§ **AIM**
Pull out each row below that contains the string "window". Case counts.

§ **DATASET ENTRIES**
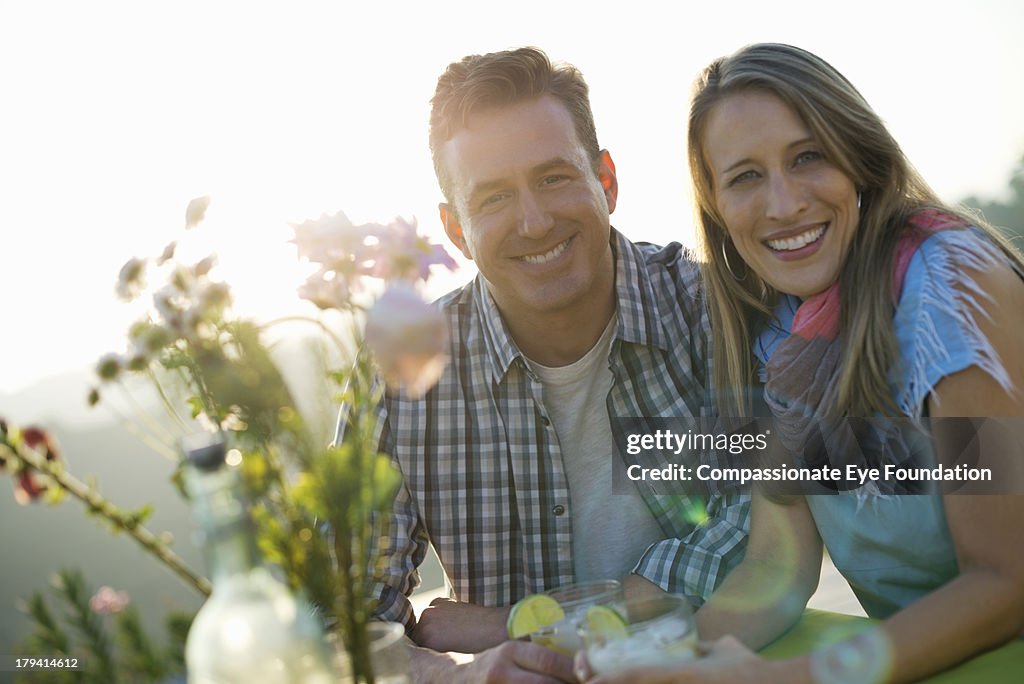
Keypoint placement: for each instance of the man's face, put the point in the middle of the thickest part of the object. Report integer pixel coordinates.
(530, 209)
...
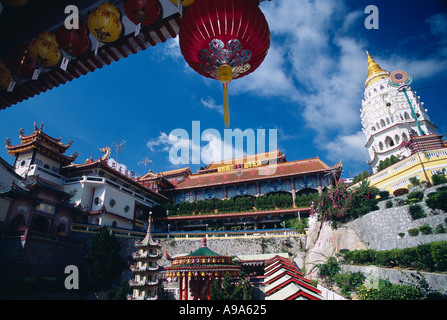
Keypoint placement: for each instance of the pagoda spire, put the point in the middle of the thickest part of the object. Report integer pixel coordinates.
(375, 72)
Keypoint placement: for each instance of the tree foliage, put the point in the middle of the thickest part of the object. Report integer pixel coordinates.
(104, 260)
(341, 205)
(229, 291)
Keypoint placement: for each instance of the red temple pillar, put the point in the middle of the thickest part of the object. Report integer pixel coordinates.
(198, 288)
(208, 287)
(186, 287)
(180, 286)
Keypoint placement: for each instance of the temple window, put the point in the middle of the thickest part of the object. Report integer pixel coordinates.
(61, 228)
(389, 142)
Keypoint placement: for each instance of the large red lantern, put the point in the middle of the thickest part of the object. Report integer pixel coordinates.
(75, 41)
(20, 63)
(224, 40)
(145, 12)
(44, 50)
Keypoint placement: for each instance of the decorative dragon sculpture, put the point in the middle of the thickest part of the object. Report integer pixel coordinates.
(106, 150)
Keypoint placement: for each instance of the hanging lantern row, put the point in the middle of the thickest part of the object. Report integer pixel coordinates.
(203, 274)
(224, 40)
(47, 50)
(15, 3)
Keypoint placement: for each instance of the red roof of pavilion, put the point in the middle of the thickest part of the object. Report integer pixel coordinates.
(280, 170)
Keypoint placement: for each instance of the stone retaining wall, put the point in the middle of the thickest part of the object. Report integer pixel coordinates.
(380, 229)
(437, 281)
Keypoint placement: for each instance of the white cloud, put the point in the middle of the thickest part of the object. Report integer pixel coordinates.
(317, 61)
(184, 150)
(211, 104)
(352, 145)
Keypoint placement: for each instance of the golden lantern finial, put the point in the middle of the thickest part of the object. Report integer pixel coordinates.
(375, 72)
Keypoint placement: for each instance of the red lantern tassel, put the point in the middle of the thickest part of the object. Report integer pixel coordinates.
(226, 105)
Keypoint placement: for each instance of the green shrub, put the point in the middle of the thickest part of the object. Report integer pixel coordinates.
---
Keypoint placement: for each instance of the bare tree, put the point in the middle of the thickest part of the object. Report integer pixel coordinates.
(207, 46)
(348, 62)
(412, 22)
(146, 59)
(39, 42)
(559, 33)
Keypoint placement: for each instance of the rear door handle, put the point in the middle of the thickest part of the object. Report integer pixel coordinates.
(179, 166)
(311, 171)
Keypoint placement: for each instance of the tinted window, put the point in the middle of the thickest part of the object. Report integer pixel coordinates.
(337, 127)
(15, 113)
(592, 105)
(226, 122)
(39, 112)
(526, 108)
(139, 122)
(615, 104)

§ **WRITTEN SOLUTION**
Keypoint placement: for each instance of the temple window, put the point in the middle of the thickest part of the object. Report integer pixel coordinates.
Keypoint placement: for each instance of the tinted window, put the point in the middle of the thickest part of the object. Report integer pixel coordinates.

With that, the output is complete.